> **Work to be completed**:
Copy the entries below verbatim, from the line containing "Pick out each instance of the puppy front paw" through the final line of the entries, with both ends included. Leave out the pictures.

> **Given entries**:
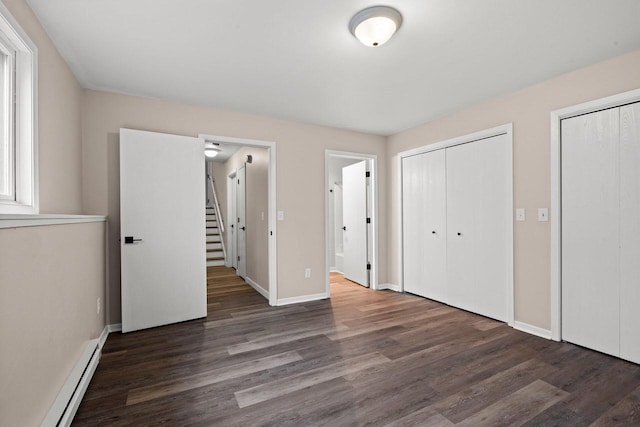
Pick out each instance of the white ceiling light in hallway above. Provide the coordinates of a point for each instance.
(375, 25)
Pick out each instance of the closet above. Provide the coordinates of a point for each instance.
(457, 227)
(600, 230)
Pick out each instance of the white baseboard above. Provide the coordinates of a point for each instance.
(257, 287)
(68, 400)
(390, 286)
(303, 298)
(533, 330)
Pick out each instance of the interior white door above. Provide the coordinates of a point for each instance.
(161, 192)
(479, 221)
(630, 232)
(590, 230)
(354, 216)
(241, 212)
(424, 225)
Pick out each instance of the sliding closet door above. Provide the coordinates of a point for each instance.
(590, 230)
(630, 232)
(424, 224)
(479, 226)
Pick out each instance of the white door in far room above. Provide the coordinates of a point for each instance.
(163, 248)
(241, 230)
(354, 186)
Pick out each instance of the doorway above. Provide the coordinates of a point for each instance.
(256, 231)
(361, 259)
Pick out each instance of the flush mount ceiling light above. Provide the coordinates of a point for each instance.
(211, 149)
(375, 25)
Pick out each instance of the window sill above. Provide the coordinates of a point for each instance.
(16, 221)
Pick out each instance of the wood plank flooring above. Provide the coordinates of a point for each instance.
(361, 358)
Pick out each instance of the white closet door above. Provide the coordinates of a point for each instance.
(590, 231)
(630, 232)
(478, 226)
(424, 225)
(461, 227)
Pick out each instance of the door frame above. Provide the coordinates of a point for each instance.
(506, 129)
(372, 165)
(271, 211)
(232, 253)
(555, 214)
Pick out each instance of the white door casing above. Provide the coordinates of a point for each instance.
(354, 190)
(241, 225)
(630, 235)
(425, 224)
(161, 193)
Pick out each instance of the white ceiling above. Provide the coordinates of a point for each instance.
(297, 60)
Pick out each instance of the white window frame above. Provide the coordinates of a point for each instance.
(24, 118)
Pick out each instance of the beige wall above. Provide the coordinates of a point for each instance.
(300, 175)
(59, 116)
(257, 202)
(51, 279)
(529, 111)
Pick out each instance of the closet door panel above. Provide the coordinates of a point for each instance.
(424, 225)
(493, 217)
(462, 170)
(630, 232)
(590, 230)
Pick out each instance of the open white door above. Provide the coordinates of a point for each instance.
(162, 229)
(354, 209)
(241, 211)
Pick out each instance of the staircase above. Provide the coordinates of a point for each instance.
(215, 253)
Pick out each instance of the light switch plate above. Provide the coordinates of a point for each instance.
(543, 214)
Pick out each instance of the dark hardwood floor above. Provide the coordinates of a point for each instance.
(360, 358)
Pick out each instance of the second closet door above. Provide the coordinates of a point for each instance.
(478, 215)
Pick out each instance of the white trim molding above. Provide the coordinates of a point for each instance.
(257, 287)
(273, 243)
(389, 286)
(506, 129)
(303, 298)
(68, 400)
(16, 221)
(533, 330)
(555, 216)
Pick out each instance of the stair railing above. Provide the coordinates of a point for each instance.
(216, 206)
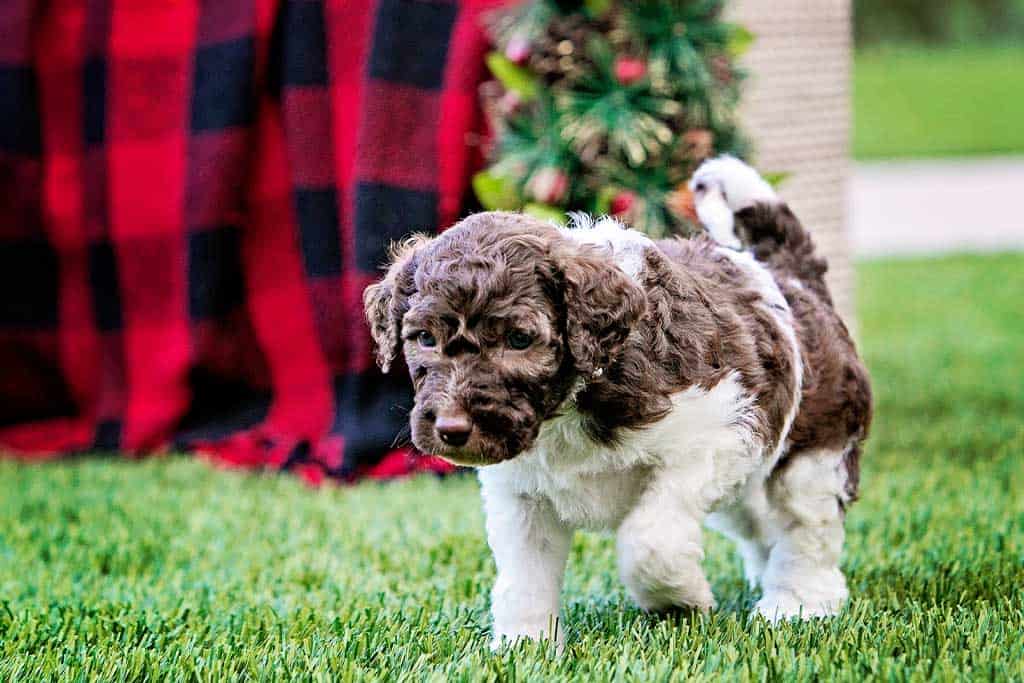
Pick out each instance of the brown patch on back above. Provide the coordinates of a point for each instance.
(836, 409)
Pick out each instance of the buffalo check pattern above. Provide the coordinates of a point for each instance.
(193, 197)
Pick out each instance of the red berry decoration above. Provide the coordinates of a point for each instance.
(630, 70)
(622, 202)
(517, 49)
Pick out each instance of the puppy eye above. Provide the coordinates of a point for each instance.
(426, 339)
(519, 340)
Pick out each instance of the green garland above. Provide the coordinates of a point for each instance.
(608, 107)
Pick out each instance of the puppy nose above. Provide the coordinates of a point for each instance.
(454, 428)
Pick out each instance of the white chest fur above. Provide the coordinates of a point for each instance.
(705, 445)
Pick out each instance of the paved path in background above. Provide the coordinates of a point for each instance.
(934, 207)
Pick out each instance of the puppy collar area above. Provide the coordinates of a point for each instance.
(627, 246)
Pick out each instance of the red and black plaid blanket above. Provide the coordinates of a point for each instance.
(193, 197)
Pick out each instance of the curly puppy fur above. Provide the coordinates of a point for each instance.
(601, 380)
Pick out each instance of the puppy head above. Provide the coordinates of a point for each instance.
(498, 317)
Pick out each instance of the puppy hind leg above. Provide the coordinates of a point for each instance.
(530, 546)
(802, 578)
(735, 523)
(659, 554)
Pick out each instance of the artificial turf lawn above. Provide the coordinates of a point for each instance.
(911, 102)
(168, 568)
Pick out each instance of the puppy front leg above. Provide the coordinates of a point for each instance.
(659, 552)
(530, 545)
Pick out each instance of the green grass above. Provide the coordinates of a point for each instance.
(170, 569)
(938, 102)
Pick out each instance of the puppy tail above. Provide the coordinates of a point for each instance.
(740, 209)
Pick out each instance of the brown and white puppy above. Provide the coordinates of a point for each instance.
(601, 380)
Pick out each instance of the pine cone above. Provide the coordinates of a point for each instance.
(559, 56)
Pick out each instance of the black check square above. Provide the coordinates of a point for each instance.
(104, 285)
(29, 283)
(94, 100)
(385, 213)
(19, 127)
(411, 41)
(302, 39)
(215, 272)
(320, 230)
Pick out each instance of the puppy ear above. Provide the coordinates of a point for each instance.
(387, 301)
(602, 305)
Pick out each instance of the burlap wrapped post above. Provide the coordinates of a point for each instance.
(796, 108)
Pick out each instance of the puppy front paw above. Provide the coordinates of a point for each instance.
(736, 183)
(512, 635)
(782, 605)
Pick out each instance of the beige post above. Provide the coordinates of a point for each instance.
(797, 110)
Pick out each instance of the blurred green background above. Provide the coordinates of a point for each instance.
(938, 78)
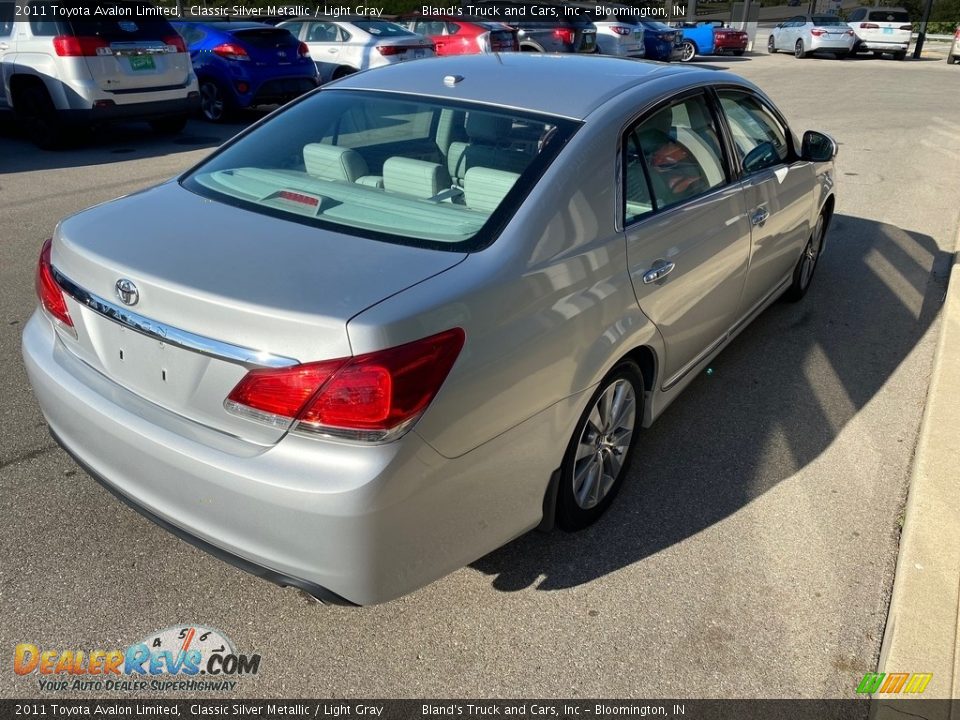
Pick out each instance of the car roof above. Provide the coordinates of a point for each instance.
(569, 86)
(225, 26)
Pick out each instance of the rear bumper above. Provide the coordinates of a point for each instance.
(281, 90)
(719, 47)
(878, 46)
(134, 111)
(345, 523)
(831, 45)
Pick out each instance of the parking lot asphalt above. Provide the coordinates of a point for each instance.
(750, 554)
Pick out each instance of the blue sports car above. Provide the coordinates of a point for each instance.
(241, 64)
(697, 39)
(660, 41)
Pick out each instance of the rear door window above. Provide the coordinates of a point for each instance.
(758, 136)
(672, 156)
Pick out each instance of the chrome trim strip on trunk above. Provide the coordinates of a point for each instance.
(168, 334)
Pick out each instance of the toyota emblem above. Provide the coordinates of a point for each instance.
(127, 292)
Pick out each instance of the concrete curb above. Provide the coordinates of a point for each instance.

> **Written solution**:
Pick out each instance of the puppy front paw above. Provide the coordinates of a point for each instance.
(736, 183)
(512, 635)
(782, 605)
Pick out each instance of the beige post above. Provide the coordinates of a point for each instance.
(797, 110)
Pick out each instance of the blurred green background above. Provide the coordinates of a point for each instance.
(938, 78)
Pick out each instance of the car roof above. Provide the coordinates of a point for each instance.
(569, 86)
(225, 26)
Pick out each instance of the rear bumper above. Provide the coordinates of a point for each instance.
(281, 90)
(719, 47)
(878, 46)
(134, 111)
(345, 523)
(831, 45)
Pick out each instance of the parking lot asphalt above. Provide the coordinates of a point for each instance.
(750, 554)
Pick out each instance of the blue sports car above. Provide the coordinates of a point for each instance.
(241, 64)
(697, 39)
(660, 41)
Pick out each instance of the rear door window above. Provide the coordinates of a point for each instance.
(758, 136)
(672, 156)
Pick out each instance of the chrome trim strip on trunk above. Provide the coordinates of a point for each instance.
(168, 334)
Pick out each instance of the toyota emblem above. Provide the coordinates of a point for each instance.
(127, 292)
Pick out each instance of the concrete curb above. Provide the coordinates of a point for each instance.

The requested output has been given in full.